For the word "below", search the records and show each line in which it occurs.

**********

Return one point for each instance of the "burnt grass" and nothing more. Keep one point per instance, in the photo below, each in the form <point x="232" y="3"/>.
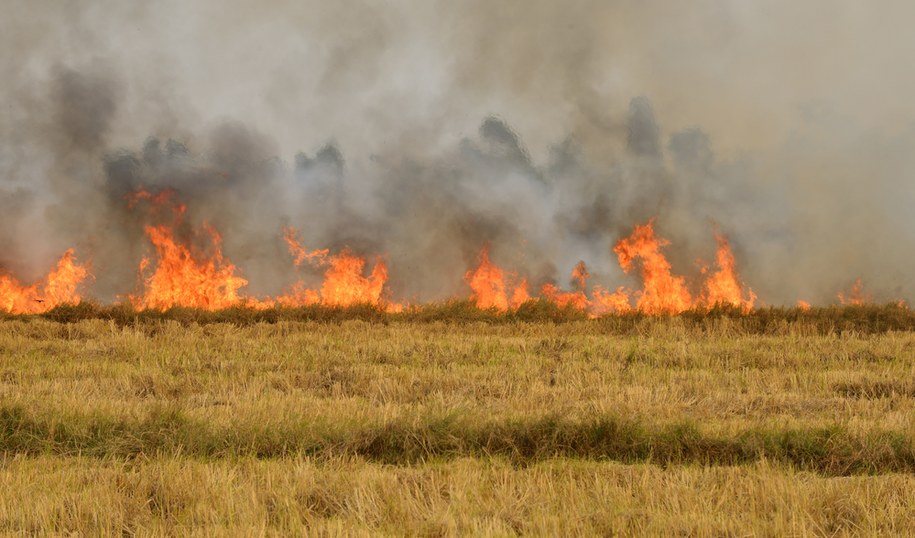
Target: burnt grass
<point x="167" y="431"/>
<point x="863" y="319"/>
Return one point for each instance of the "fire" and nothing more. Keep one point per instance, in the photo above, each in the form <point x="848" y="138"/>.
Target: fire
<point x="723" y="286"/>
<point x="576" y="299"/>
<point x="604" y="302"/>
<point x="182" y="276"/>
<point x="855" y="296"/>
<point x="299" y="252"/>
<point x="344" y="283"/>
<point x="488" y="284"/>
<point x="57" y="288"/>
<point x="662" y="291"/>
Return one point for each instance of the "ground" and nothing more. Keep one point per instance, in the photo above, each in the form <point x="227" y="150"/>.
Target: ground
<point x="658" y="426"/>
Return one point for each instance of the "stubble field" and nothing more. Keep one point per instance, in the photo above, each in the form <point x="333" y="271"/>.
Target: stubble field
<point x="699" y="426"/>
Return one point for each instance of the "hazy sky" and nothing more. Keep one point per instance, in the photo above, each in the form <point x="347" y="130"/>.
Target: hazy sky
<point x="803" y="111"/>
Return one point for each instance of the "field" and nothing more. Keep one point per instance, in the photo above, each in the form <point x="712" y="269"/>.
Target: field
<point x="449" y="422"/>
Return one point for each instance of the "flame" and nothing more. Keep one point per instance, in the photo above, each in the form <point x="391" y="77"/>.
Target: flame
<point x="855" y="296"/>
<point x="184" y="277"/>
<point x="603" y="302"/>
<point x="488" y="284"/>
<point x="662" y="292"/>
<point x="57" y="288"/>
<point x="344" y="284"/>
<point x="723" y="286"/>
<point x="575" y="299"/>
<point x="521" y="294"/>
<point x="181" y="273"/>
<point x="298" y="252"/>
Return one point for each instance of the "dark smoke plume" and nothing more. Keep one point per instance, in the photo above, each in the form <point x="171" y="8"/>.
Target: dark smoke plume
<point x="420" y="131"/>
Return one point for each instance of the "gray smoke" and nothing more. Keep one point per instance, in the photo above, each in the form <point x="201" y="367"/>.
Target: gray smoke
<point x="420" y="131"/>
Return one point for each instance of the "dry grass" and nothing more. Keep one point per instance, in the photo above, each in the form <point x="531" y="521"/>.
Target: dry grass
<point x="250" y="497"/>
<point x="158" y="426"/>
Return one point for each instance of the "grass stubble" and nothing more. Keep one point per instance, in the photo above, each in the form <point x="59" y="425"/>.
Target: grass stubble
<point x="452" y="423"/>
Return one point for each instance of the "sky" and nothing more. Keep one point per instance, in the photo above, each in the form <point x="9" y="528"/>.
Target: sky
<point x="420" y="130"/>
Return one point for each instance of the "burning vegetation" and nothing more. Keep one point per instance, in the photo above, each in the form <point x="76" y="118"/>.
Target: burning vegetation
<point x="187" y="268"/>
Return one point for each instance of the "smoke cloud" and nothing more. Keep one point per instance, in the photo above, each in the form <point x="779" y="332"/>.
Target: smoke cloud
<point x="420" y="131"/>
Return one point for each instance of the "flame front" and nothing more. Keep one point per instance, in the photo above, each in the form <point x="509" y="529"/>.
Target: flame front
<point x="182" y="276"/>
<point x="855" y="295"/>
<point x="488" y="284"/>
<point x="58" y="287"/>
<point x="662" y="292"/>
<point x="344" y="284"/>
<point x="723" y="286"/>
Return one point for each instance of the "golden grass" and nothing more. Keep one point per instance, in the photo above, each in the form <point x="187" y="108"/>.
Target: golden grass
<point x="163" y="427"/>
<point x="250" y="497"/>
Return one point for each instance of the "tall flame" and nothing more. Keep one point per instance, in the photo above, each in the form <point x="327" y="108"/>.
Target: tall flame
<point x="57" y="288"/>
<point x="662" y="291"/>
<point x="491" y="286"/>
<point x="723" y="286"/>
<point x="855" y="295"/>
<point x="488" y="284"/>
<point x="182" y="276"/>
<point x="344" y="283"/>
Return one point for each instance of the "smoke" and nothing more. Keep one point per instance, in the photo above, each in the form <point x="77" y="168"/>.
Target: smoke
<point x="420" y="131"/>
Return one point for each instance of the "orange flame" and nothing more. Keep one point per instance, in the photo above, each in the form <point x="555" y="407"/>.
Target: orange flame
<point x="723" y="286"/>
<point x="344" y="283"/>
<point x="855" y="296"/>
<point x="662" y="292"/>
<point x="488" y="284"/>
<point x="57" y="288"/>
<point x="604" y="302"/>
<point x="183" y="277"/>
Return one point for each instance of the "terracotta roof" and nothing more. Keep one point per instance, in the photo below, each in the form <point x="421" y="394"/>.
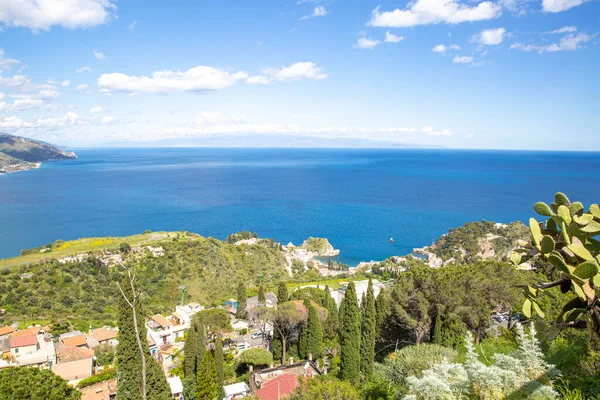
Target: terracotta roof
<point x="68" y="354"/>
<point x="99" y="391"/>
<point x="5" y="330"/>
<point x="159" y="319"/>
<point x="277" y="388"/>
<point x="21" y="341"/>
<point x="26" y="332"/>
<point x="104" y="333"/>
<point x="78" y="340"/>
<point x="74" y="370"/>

**********

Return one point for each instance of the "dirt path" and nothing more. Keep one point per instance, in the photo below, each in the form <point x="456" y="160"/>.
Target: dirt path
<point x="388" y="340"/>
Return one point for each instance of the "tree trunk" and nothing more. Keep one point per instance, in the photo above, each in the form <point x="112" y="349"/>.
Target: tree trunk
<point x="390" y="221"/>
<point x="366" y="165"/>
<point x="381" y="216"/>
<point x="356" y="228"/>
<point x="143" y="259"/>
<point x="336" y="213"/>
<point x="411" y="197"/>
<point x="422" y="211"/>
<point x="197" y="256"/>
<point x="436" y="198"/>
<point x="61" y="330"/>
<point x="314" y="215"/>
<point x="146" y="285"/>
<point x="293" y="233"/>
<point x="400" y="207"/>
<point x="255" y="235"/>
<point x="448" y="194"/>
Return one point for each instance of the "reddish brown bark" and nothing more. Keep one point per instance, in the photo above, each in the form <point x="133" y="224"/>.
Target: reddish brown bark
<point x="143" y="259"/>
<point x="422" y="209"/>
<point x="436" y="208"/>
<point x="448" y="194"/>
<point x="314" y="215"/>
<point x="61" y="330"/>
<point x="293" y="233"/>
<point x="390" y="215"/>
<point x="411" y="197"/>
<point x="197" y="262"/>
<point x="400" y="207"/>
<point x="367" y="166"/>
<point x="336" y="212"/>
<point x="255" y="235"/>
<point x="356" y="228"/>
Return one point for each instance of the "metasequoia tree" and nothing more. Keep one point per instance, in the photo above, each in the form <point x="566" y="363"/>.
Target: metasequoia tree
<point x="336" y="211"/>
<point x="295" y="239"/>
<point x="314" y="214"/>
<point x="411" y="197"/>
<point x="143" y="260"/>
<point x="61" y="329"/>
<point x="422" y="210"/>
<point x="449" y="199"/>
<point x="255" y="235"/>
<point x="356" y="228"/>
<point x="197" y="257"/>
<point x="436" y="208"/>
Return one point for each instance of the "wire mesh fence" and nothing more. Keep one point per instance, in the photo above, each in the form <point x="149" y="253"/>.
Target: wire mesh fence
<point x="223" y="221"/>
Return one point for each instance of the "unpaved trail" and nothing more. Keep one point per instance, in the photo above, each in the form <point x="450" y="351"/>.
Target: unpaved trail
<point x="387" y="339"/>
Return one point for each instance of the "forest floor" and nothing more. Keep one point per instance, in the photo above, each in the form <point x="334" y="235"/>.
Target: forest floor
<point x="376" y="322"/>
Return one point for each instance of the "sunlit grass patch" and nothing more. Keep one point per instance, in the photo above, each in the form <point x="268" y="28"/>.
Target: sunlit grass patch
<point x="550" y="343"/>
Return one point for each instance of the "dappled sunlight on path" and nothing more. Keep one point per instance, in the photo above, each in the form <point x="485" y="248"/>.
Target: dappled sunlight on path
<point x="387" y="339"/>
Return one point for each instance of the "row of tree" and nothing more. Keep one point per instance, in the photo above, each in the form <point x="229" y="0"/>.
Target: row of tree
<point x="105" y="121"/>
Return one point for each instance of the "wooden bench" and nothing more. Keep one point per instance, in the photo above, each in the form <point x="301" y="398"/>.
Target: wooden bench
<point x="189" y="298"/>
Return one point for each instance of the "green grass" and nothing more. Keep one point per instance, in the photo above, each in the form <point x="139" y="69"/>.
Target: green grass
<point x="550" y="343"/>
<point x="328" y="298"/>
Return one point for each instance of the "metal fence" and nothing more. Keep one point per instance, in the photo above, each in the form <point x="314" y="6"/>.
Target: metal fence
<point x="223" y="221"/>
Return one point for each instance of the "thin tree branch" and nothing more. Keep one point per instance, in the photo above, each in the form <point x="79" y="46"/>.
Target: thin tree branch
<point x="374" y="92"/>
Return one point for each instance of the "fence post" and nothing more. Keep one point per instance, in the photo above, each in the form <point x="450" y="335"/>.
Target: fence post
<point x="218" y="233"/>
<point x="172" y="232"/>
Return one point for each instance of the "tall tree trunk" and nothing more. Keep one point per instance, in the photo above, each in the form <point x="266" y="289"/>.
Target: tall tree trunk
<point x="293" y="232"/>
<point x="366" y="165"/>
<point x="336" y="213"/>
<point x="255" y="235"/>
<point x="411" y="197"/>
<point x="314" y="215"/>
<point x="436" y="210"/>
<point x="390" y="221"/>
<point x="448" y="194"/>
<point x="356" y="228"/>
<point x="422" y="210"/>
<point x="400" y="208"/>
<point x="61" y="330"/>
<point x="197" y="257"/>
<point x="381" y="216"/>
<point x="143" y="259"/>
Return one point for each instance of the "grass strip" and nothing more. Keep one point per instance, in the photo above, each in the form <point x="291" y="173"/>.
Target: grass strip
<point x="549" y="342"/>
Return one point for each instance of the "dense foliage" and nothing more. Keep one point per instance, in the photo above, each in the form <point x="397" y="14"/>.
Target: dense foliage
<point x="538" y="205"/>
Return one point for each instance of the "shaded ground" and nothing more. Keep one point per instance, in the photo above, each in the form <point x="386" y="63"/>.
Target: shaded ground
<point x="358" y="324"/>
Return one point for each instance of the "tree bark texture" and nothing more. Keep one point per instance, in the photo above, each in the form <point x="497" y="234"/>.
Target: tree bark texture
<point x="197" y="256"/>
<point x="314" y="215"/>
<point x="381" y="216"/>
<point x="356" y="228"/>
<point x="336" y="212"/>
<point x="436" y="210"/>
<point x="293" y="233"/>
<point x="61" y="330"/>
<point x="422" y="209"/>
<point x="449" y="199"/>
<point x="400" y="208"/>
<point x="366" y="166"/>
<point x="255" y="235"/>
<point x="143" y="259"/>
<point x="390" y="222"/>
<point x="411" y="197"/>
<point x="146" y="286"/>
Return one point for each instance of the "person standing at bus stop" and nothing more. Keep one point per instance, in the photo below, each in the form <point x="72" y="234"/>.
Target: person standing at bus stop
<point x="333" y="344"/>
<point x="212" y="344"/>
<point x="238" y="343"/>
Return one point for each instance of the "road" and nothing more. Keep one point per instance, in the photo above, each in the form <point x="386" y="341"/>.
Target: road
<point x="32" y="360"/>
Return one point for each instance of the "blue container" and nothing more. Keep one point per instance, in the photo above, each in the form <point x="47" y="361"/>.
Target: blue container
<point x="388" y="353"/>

**********

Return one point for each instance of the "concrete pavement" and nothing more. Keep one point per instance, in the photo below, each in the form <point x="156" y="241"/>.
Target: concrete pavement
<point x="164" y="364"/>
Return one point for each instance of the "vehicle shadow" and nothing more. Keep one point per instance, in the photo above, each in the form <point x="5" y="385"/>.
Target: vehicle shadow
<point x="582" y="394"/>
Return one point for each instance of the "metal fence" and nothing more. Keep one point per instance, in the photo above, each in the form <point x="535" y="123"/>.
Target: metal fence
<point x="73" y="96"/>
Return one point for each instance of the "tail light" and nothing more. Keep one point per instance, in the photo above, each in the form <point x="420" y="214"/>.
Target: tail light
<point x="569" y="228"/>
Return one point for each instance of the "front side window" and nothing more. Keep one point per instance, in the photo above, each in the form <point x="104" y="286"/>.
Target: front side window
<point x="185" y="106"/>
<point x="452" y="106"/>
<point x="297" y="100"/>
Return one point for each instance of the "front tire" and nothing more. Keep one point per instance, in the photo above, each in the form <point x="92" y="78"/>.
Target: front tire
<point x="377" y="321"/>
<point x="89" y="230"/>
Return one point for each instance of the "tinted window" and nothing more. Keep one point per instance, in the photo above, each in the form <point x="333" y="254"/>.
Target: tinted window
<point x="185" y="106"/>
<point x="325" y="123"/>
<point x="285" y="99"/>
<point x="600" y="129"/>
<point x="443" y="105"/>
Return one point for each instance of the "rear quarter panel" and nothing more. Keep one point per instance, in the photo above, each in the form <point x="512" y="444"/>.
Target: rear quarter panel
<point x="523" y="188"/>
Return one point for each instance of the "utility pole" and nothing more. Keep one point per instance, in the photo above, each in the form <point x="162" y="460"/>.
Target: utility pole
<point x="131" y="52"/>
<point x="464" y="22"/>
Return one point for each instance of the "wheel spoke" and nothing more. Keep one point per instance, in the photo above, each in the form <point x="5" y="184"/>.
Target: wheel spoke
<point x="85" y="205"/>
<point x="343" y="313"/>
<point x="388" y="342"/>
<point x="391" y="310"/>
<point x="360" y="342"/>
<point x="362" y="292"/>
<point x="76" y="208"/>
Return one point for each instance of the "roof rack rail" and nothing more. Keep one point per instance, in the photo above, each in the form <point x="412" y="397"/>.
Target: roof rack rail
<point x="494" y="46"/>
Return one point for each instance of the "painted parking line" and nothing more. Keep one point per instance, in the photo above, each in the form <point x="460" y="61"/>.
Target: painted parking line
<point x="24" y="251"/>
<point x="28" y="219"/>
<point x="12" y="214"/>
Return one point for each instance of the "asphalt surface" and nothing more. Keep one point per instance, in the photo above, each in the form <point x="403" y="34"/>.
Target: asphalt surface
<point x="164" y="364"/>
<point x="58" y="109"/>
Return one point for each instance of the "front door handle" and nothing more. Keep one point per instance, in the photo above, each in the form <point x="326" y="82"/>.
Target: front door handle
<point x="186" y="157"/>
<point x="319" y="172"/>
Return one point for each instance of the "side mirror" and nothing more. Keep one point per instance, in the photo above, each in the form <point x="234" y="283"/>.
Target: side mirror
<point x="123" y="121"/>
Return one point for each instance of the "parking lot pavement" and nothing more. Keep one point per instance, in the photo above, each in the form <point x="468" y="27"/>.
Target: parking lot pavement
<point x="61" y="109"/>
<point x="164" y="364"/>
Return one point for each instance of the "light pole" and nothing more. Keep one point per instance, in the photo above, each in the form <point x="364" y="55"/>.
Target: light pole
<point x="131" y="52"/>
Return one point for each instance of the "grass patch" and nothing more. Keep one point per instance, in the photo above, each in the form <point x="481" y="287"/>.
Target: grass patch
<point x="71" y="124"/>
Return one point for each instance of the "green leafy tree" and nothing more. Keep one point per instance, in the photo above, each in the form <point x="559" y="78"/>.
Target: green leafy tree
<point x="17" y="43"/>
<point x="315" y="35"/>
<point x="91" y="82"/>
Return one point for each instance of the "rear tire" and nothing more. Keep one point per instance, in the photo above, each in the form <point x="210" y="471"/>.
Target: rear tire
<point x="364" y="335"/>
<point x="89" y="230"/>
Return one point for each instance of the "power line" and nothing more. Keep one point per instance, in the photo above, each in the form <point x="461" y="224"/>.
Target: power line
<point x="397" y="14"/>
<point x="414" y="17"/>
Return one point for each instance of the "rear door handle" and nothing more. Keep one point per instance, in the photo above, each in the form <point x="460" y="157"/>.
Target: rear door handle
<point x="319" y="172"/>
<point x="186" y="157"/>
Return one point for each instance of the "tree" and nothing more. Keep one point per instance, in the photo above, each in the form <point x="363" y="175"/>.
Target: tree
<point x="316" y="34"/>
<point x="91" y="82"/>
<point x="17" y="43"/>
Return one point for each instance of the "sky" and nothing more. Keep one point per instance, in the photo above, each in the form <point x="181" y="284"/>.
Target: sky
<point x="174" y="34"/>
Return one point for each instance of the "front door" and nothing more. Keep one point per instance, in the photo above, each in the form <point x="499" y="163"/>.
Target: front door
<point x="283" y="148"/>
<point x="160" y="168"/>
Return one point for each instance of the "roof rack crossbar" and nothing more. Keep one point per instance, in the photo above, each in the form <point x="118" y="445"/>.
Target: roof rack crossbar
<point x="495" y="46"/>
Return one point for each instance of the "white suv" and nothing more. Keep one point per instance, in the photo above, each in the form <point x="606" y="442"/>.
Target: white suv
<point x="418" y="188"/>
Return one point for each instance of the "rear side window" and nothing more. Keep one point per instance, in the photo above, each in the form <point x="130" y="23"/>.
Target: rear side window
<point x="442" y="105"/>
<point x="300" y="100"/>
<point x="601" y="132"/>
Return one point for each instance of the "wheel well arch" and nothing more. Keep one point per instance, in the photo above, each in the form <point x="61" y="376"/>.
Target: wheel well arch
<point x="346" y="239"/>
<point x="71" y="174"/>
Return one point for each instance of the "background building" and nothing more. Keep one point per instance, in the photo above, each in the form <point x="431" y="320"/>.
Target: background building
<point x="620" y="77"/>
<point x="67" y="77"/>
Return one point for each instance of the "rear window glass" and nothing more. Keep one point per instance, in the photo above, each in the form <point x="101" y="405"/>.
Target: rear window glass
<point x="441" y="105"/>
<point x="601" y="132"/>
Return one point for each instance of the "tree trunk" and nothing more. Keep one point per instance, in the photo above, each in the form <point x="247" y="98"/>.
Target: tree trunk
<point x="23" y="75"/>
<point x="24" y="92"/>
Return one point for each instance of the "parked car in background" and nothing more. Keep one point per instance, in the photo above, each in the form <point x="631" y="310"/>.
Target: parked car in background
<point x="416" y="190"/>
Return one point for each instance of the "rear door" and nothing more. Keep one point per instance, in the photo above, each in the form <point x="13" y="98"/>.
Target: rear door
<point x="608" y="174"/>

**********

◆ **Response to this exercise**:
Return one point for each instance of the "burnt grass" and nothing more. Keep one point per instance, in the photo below, each in the form <point x="232" y="3"/>.
Return one point for each instance of the "terracotta roof" and nothing more. Keep one point per instance, in the photo below, each in the form <point x="421" y="394"/>.
Return one point for each instance of the "dirt path" and nothing more. Keep one point per instance, in the photo below, each in the form <point x="456" y="160"/>.
Return one point for each instance of the "person standing at bus stop" and nothing more. Keep one point per instance, in the photo below, each in the form <point x="72" y="234"/>.
Return one point for each instance of the "concrete pavement" and nothing more. Keep one point per instance, in the photo below, each in the form <point x="156" y="241"/>.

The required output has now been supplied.